## SOURCE EXTRACT
■ ■ ■

Habitual physical activity that adds up to moving 6,000 or more steps a day may protect women’s health in midlife, because, whether through formal exercises or just the activities of daily life, this level of activity is linked to a lower risk for developing diabetes and metabolic syndrome in midlife women.

This was the finding of new research from Brazil published online ahead of print on 19 November in Menopause, the journal of the North American Menopause Society (NAMS).

Metabolic syndrome is a cluster of cardiovascular disease risk factors, including but not limited to, large waist, high blood pressure and high cholesterol, that can also be a precursor to full blown type 2 diabetes.

There is plenty of evidence that structured exercise is tied to health risks such as diabetes, high blood pressure and heart disease, but this study suggests that habitual physical activity, whether through exercising or just having an active life, is enough to improve women’s health in midlife.

The researchers used data from a longitudinal population study in the city of Passo Fundo, in the far south of Brazil, that started in 1995, limiting their analysis to a snapshot of 292 women aged 45 to 72 years (average age 57).

The women wore pedometers and recorded their daily steps for 7 days, and also underwent health checks that tested cholesterol and blood sugar, and measured waist and hip size to assess abdominal obesity, a known risk factor for diabetes and cardiovascular disease.

For their analysis, the researchers grouped the women into inactive (under 6,000 steps a day), and active (over 6,000 steps a day).

The results showed that the average number of steps per day overall was 5,251, with the active group (32% of the women) averaging 9,056 and the inactive group averaging 3,472.

The analysis also showed a statistically significant pattern between physical activity and a number of health risks, such that lower levels of physical activity were associated with smoking, having a higher body mass index, and having larger waist and hip measurements.

■ ■ ■

## MATERIAL SHOWN
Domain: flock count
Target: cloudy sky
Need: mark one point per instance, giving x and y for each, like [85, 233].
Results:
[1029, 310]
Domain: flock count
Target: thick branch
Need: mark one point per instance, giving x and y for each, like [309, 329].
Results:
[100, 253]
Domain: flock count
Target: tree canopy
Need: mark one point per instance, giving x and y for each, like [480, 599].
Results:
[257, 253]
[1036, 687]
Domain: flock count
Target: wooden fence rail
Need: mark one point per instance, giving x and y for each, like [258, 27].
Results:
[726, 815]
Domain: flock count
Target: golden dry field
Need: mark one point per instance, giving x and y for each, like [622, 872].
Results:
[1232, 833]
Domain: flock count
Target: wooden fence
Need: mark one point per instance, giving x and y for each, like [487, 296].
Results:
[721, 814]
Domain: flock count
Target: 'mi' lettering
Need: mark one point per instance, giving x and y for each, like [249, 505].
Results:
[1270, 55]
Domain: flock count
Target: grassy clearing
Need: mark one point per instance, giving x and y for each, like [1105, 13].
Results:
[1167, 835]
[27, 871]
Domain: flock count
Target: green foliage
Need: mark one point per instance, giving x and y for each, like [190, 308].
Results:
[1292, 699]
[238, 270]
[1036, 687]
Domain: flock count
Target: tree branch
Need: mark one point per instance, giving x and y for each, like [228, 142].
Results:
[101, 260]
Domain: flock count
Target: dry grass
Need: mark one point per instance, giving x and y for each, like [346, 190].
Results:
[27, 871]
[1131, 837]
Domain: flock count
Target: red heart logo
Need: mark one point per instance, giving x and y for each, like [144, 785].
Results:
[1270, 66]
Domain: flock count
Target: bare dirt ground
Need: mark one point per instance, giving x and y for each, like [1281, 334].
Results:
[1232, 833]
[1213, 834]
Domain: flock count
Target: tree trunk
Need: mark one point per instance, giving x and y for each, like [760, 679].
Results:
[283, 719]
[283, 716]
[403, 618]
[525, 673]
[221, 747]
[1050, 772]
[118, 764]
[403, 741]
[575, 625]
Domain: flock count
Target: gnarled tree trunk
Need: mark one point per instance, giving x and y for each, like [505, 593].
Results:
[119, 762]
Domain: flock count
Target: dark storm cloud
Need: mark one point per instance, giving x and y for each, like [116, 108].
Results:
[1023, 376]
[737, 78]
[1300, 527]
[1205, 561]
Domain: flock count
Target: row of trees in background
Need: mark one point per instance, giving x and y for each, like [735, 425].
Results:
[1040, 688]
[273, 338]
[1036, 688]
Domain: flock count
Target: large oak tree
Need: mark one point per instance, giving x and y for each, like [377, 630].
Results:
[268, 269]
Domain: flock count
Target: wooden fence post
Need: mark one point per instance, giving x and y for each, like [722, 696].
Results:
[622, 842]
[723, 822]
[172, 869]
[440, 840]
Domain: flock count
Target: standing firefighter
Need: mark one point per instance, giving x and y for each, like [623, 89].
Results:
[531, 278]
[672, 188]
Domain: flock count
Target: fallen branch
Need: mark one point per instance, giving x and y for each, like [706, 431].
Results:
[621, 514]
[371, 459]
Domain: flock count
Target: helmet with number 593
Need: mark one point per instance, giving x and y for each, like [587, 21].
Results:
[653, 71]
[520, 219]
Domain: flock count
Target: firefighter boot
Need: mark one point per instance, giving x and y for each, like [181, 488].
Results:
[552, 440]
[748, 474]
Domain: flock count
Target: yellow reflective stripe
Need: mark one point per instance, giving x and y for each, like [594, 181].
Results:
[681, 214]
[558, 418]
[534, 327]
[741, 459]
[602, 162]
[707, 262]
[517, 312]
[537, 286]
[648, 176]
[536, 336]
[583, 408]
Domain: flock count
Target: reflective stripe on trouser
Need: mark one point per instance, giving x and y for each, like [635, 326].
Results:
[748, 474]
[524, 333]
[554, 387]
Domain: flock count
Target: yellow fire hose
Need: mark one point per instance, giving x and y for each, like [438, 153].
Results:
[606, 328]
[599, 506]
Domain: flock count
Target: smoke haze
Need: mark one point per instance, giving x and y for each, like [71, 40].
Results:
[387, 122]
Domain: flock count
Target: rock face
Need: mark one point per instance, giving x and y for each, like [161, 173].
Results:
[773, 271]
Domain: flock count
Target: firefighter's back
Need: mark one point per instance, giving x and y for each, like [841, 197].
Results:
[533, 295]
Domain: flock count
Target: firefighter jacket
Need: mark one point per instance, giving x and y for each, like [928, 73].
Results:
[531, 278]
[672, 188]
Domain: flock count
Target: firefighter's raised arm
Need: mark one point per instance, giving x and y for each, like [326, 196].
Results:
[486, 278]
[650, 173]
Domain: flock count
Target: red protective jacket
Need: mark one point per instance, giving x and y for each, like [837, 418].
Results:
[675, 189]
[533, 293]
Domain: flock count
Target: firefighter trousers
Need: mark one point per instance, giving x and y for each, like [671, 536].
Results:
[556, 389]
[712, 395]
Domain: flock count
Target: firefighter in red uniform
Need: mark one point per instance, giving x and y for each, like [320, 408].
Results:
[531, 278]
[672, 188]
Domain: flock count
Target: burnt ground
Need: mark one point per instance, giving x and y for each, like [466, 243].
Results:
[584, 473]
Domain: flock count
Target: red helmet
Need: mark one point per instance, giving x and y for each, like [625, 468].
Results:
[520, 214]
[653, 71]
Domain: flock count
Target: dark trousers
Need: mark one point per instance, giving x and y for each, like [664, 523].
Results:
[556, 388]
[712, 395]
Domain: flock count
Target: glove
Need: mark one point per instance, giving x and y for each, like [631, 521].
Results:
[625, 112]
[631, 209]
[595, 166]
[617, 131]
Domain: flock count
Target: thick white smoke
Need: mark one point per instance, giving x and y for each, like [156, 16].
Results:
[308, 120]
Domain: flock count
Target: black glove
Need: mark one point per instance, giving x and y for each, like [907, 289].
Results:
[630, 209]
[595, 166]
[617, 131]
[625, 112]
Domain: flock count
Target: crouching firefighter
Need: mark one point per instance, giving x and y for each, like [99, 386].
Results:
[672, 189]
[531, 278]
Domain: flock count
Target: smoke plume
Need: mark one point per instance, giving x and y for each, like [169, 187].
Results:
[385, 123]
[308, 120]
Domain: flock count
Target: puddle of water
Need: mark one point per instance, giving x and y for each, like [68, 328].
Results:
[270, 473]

■ ■ ■

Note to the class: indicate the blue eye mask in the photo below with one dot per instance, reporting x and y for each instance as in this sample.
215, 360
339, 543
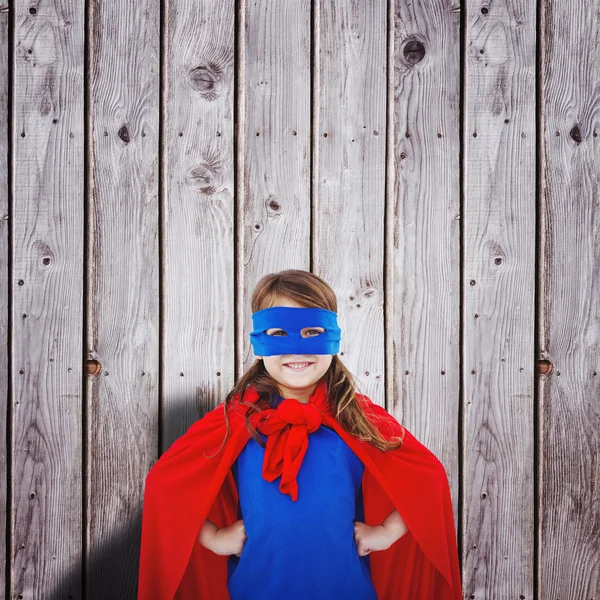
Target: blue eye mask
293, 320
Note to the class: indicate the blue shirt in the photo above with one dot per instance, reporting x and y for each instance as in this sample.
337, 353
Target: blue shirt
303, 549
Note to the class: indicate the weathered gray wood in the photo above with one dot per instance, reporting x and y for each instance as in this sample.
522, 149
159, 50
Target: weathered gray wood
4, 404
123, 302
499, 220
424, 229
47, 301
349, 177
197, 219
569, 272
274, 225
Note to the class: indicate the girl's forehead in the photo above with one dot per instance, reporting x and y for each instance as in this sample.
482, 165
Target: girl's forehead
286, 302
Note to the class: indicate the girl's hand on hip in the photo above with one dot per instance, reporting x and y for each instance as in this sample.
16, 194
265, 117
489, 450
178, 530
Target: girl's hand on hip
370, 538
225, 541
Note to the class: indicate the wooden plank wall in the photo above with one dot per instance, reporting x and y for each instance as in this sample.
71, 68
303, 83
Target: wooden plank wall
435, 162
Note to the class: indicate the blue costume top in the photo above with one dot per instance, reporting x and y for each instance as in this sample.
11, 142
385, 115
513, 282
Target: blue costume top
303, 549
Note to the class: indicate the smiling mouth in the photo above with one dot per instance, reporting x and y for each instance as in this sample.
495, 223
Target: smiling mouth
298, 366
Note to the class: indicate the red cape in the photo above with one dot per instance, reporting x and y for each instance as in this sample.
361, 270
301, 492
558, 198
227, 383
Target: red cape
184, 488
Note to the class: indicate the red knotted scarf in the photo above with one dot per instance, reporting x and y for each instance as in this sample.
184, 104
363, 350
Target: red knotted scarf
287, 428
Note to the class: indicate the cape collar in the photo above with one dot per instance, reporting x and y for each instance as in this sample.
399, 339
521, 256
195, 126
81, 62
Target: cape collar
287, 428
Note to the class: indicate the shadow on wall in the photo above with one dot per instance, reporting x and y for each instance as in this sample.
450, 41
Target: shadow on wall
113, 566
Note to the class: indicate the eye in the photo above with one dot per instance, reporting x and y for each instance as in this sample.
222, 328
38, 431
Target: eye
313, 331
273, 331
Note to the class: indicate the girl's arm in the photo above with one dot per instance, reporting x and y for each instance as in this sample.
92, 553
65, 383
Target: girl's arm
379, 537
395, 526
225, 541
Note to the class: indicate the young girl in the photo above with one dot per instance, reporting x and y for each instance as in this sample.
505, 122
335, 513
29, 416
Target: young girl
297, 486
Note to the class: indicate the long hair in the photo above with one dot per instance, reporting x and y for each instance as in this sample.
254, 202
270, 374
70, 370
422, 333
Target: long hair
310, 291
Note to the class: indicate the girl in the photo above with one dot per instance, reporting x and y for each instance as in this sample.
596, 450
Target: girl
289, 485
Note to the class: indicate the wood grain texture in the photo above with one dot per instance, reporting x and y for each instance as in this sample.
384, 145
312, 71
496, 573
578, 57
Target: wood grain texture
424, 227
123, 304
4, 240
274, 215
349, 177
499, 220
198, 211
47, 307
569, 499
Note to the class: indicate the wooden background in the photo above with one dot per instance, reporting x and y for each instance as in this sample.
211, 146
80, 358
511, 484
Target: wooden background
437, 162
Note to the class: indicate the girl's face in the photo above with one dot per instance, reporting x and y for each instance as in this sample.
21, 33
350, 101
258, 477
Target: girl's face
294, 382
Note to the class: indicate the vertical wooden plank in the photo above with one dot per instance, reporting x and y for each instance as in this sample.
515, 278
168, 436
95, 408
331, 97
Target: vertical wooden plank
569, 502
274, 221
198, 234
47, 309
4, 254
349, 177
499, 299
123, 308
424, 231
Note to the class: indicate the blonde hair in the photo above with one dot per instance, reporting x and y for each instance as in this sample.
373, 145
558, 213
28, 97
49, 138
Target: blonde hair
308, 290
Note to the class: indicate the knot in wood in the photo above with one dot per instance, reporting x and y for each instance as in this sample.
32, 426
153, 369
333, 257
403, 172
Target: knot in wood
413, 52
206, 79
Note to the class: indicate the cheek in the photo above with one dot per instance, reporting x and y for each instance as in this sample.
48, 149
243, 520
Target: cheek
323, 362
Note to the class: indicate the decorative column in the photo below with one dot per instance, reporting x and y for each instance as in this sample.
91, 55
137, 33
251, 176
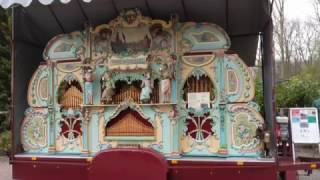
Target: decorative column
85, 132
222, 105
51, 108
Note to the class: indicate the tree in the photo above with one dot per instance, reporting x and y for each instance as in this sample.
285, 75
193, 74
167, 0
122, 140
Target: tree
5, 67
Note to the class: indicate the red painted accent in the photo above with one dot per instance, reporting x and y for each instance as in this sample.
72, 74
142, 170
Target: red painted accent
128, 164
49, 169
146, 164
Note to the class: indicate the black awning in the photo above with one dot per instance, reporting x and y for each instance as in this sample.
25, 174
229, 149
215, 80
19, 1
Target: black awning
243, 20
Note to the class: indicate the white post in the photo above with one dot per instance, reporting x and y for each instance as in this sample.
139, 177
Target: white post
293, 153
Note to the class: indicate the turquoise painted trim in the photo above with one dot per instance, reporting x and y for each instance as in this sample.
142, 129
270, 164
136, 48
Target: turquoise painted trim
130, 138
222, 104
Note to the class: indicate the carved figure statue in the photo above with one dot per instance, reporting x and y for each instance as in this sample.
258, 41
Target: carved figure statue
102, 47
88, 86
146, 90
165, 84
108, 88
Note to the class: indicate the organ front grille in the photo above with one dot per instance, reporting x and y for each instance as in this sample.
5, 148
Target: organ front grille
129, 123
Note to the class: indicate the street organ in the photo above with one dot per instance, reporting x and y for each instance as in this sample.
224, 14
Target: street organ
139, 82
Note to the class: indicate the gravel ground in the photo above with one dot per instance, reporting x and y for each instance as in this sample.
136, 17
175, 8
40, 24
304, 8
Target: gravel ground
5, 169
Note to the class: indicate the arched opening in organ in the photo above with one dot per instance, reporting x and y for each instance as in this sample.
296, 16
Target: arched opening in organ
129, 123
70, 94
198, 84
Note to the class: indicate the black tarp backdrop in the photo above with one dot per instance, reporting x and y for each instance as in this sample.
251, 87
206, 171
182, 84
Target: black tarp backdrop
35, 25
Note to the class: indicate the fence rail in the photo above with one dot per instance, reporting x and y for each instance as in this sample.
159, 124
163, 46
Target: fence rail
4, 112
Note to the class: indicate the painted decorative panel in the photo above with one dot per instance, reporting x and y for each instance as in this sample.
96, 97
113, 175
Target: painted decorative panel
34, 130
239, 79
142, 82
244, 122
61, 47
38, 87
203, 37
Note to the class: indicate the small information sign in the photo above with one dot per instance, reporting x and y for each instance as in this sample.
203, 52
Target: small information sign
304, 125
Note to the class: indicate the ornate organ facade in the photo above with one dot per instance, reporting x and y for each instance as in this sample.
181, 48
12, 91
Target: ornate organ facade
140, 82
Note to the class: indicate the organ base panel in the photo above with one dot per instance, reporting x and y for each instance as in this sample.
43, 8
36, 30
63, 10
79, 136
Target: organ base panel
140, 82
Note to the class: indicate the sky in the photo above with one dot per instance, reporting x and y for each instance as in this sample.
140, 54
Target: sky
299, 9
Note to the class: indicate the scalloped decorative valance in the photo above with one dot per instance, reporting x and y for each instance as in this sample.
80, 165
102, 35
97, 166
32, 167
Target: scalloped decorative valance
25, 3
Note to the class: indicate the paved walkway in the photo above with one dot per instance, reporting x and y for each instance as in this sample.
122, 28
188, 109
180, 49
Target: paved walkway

■ ■ ■

## WHAT YOU HAVE TO DO
Continue the article on daily step counts and midlife women's health, starting after its final sentence.

## TASK RESULT
Women in the inactive group were much more likely to be overweight or obese, and have waist sizes over 88 cm (35 in), even after taking into account other effects like menopause status, smoking, and hormone therapy.

Inactive women were also more likely to have type 2 diabetes and metabolic syndrome.

The researchers conclude that:

“Habitual physical activity, specifically walking 6,000 or more steps daily, was associated with a decreased risk of cardiovascular disease and diabetes in middle-aged women, independently of menopause status.”

So it would seem, that for women in midlife, the journey to better health starts with 6,000 steps. For most people, that is the equivalent of walking for about an hour a day.

Studies suggest that people who set themselves goals with a pedometer are more likely to increase their levels of physical activity, lose weight and lower their blood pressure.

But setting yourself a goal of walking for an hour a day can be rather daunting if you are just starting out. It might be easier to achieve such a goal if you break it down and find ways to add in extra steps to what you already do: ten minutes here, and ten minutes there, for instance.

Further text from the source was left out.